===== BRANO DEL DOCUMENTO
Londra 1 – 8 luglio 2015

Mercoledì 1° luglio

L’appartamento Crescent Cromwell  appare a me, Anna Maria, Paolo e Mariella, come un porto sicuro dopo molte ore di viaggio, in treno dall’aeroporto di Stansed, in metropolitana alla zona di South Kensington e dopo una lunga ricerca  per le chiavi, trovate, sulla base di meticolose indicazioni scritte, in una cassettina dotata di codice numerico, dietro un muretto, nei pressi di un garage dalla porta verde e dopo un blocco condominiale in Barton Road. Una vera e propria caccia al tesoro.

Le stanze luminose, nonostante il piano seminterrato di un edificio edoardiano, con tanto di colonne e ricche cancellate, il mobilio moderno e confortevole e la piacevole frescura rispetto ai quasi 35° dell’esterno, ci sembrano il giusto premio dopo una lunga marcia di avvicinamento che ci ha dimostrato l’immensità di Londra e come possa avere in estate anche una temperatura africana.

Riidratati, rinfrescati e di nuovo in pace con noi stessi e con l’Inghilterra, riempiamo il frigorifero di generi di prima necessità, approfittando di un vicino supermercato Tesco e lo stomaco in una hamburgheria della catena Byron, nella vivace Kensington High Street.

L’andata e il ritorno a piedi ci permettono di apprezzare la tranquillità e la piacevolezza di un ricco quartiere londinese, vicino a grandi parchi e  separato dal resto della città dalla trafficatissima Cromwell Road. Case basse ottenute dalla ristrutturazioni di terraces popolari, assi bianchissimi di residenze edoardiane con scale di ingresso colonnate, blocchi ottocenteschi di mattoncini arancione, strade ampie e poco trafficate, su cui si affacciano pertinenze per auto di alta cilindrata o giardini con alberi, anche di alto fusto e con siepi, anche di agrifoglio.

Giovedì 2 luglio

Di nuovo sottoterra nel dedalo metropolitano, per riemergere nell’avveniristica scenografia teatrale dell’”Isola dei cani”, più precisamente il Canary Wharf, un’ansa del Tamigi dove un tempo i West India Docks immagazzinavano merce esogena, in particolare mogano, rum, banane, zucchero, pomodori provenienti dalle Canarie. E’ oggi un quartiere d’affari dominato da una selva di grattacieli in vetro e acciaio, dove lavorano migliaia di pendolari e con nelle viscere ai loro piedi un vastissimo centro commerciale, articolato in bivi e quadrivi che riflettono l’urbanistica esterna. Il sottosuolo si apre anche a stazioni pluripiano, simili a grandi cattedrali, con relative travature e colonne di supporto in cemento e acciaio, frequentate da una massa di uomini e donne in perenne movimento, verso il lavoro, il riposo, i piaceri, gli obblighi.
==========
» **ISTRUZIONE SCRITTA 1**: Riduci a un elenco puntato il paragrafo del diario di viaggio a Londra che inizia con «L'andata e il ritorno a piedi», conservandone i fatti principali.
===== MATERIALE FORNITO
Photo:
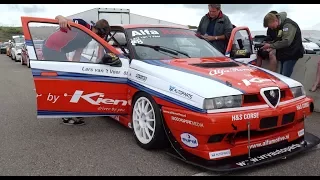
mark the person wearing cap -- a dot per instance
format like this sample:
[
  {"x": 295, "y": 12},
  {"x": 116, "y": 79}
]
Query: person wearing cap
[
  {"x": 58, "y": 44},
  {"x": 271, "y": 37},
  {"x": 289, "y": 43},
  {"x": 215, "y": 27}
]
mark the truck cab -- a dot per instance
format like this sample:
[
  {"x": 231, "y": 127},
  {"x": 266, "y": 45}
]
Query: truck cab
[{"x": 17, "y": 44}]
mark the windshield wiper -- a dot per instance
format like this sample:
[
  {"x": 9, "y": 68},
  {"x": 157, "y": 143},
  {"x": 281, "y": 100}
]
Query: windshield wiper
[{"x": 164, "y": 49}]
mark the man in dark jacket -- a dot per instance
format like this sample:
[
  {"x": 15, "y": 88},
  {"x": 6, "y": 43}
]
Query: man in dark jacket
[
  {"x": 272, "y": 37},
  {"x": 216, "y": 27},
  {"x": 289, "y": 44}
]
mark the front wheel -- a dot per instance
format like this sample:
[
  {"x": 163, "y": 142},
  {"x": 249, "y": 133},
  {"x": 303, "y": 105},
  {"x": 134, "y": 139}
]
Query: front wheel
[{"x": 146, "y": 123}]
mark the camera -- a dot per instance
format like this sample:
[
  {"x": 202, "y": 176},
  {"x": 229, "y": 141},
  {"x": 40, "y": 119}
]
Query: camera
[{"x": 259, "y": 41}]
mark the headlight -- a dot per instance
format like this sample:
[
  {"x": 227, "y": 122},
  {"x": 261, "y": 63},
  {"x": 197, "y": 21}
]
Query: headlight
[
  {"x": 222, "y": 102},
  {"x": 298, "y": 91}
]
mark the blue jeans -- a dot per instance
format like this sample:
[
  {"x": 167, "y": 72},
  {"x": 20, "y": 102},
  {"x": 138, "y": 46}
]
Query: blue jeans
[{"x": 287, "y": 67}]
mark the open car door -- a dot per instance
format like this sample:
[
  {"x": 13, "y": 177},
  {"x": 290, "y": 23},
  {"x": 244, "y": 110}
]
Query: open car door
[
  {"x": 240, "y": 46},
  {"x": 83, "y": 88}
]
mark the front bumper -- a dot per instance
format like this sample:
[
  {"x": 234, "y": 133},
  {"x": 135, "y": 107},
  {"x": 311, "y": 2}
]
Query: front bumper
[
  {"x": 225, "y": 135},
  {"x": 259, "y": 157}
]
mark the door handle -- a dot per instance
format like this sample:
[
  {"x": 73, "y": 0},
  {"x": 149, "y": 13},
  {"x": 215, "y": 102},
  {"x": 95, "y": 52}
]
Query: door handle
==========
» **ISTRUZIONE SCRITTA 2**: Per favore, cita parola per parola le righe dei record dalla riga che contiene "mark the open car door -- a dot per instance" fino all'ultima riga dei record, entrambe comprese.

» **RISULTATO FINALE 1**:
- Il tragitto a piedi, all'andata e al ritorno, fa apprezzare la tranquillità e la piacevolezza di un ricco quartiere londinese.
- Il quartiere è vicino a grandi parchi ed è separato dal resto della città dalla trafficatissima Cromwell Road.
- Vi si trovano case basse ottenute ristrutturando terraces popolari, assi bianchissimi di residenze edoardiane con scale d'ingresso colonnate e blocchi ottocenteschi di mattoncini arancione.
- Le strade sono ampie e poco trafficate.
- Sulle strade si affacciano pertinenze per auto di alta cilindrata oppure giardini con alberi, anche di alto fusto, e siepi, anche di agrifoglio.

» **RISULTATO FINALE 2**:
mark the open car door -- a dot per instance
format like this sample:
[
  {"x": 13, "y": 177},
  {"x": 290, "y": 23},
  {"x": 244, "y": 110}
]
Query: open car door
[
  {"x": 240, "y": 46},
  {"x": 83, "y": 88}
]
mark the front bumper -- a dot per instance
format like this sample:
[
  {"x": 234, "y": 133},
  {"x": 135, "y": 107},
  {"x": 311, "y": 2}
]
Query: front bumper
[
  {"x": 225, "y": 135},
  {"x": 259, "y": 157}
]
mark the door handle -- a dot per instance
format like this sample:
[
  {"x": 73, "y": 0},
  {"x": 149, "y": 13},
  {"x": 215, "y": 102},
  {"x": 95, "y": 52}
]
Query: door handle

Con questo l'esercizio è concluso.